### Task to carry out
Express the part of the listing below running from the line containing "Mark one point per instance of the gradient" through the end of the listing as a two-column CSV with the headers text and answer. Each row should hold one text with its answer, each in a single quoted field with line breaks turned into spaces.

--- START OF Listed records ---

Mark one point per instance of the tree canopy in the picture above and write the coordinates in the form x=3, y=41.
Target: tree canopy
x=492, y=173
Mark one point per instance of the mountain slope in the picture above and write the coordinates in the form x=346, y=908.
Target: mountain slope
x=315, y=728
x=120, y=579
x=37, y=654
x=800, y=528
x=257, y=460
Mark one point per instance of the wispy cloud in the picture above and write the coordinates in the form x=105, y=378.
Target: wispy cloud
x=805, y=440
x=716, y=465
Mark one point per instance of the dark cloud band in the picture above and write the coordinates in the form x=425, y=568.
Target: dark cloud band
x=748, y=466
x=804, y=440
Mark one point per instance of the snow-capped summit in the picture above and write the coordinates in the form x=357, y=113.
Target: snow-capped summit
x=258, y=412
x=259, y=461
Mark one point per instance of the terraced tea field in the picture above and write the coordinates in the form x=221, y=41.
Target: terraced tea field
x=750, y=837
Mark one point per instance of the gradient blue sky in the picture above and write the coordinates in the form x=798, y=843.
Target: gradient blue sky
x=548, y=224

--- END OF Listed records ---

### Problem solution
text,answer
"Mark one point per instance of the gradient blue sky in the picture above and write the coordinates in the form x=798, y=843. Target: gradient blue sky","x=548, y=224"